### INPUT
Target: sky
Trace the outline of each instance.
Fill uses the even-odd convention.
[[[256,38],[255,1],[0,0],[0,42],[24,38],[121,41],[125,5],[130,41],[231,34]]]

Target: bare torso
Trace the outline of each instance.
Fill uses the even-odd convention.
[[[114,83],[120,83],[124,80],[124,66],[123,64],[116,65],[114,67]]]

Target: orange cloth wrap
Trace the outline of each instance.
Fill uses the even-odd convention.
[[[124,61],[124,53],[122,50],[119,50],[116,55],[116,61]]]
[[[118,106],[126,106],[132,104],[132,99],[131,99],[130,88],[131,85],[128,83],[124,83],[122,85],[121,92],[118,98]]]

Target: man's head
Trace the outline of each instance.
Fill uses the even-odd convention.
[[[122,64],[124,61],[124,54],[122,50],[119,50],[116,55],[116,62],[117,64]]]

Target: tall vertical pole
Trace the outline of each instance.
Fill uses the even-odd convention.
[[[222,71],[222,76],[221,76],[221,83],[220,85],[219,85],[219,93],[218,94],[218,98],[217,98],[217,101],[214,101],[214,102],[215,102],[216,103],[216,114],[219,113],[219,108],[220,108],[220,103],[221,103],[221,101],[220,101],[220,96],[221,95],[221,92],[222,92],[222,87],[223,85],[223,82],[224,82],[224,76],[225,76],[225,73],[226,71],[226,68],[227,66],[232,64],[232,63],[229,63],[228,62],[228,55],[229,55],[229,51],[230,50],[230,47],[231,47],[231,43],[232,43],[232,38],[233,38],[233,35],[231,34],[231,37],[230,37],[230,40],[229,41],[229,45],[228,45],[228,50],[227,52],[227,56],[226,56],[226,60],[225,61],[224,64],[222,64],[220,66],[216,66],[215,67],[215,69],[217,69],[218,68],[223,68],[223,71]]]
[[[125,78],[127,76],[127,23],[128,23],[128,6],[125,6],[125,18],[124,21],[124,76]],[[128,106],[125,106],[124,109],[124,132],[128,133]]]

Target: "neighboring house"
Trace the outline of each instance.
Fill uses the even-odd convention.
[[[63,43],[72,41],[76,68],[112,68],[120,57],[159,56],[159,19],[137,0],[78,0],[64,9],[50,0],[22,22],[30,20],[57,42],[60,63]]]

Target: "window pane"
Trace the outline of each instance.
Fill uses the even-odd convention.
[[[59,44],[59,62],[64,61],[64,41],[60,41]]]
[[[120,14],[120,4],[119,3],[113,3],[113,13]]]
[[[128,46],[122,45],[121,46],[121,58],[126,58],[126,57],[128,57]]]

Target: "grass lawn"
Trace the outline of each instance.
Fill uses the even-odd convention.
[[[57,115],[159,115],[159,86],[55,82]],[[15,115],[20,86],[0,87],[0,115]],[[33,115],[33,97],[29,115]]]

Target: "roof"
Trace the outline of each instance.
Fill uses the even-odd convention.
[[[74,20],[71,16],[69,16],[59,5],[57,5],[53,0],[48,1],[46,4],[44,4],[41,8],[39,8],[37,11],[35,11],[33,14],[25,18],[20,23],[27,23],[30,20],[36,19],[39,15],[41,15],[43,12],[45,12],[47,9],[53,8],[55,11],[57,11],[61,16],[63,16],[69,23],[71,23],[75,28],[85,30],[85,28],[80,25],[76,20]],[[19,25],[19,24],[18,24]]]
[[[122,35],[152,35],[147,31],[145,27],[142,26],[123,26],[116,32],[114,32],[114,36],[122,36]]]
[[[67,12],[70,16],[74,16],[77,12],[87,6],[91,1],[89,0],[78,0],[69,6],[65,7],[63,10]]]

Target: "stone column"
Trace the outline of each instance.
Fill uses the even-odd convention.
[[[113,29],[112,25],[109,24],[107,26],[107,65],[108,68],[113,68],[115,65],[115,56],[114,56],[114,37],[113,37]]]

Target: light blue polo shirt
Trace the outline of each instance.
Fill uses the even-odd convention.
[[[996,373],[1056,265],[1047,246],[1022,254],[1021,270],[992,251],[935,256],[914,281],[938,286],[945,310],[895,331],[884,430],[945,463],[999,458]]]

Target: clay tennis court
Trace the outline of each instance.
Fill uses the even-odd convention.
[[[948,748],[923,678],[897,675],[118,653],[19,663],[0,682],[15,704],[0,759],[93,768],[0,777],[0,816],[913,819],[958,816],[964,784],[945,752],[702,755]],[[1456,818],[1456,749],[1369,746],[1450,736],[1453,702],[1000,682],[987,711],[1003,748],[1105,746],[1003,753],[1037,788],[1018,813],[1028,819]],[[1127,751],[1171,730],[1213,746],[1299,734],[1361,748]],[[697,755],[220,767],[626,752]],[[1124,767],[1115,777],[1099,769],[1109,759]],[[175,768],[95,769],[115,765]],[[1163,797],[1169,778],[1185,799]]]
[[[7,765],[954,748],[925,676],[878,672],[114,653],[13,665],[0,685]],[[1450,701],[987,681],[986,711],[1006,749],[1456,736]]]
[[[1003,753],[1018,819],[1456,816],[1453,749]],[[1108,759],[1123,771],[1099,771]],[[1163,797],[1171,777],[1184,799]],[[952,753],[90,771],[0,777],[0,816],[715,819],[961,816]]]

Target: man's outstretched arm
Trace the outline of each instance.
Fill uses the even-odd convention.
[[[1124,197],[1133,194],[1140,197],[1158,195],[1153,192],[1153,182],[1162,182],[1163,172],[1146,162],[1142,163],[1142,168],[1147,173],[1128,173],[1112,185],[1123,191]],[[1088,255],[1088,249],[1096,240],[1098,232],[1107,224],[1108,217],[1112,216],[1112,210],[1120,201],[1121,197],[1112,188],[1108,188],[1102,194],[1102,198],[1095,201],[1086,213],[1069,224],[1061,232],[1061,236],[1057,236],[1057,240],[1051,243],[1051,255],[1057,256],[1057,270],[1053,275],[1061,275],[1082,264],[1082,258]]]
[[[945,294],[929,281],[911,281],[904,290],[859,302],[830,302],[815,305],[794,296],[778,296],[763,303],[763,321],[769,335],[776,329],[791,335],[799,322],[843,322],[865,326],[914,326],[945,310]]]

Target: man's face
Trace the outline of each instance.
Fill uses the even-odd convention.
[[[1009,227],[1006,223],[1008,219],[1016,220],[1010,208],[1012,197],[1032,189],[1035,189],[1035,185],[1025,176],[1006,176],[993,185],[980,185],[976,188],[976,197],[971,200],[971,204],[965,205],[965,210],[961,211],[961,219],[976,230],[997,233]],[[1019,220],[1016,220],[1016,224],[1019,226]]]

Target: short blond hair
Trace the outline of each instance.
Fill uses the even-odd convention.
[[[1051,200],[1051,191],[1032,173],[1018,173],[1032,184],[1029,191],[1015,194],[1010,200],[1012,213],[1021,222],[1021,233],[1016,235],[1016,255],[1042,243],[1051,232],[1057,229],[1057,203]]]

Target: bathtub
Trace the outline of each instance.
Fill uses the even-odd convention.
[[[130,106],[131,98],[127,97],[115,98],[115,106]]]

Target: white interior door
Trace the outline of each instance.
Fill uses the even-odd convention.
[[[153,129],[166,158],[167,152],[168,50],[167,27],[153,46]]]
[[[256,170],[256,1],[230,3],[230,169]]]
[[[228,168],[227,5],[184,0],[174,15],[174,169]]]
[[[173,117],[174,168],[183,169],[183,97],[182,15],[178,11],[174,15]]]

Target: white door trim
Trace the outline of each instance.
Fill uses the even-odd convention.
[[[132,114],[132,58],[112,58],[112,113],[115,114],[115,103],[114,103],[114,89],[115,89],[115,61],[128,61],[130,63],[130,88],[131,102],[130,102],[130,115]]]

### YOUR TASK
Copy out the lines of the entries above verbatim, from the line containing "Target: bathtub" through the line containing "[[[130,106],[131,98],[127,97],[115,98],[115,106]]]", including both of those lines.

### EXERCISE RESPONSE
Target: bathtub
Trace the outline of each instance.
Fill uses the even-odd convention.
[[[130,106],[131,98],[127,97],[115,98],[115,106]]]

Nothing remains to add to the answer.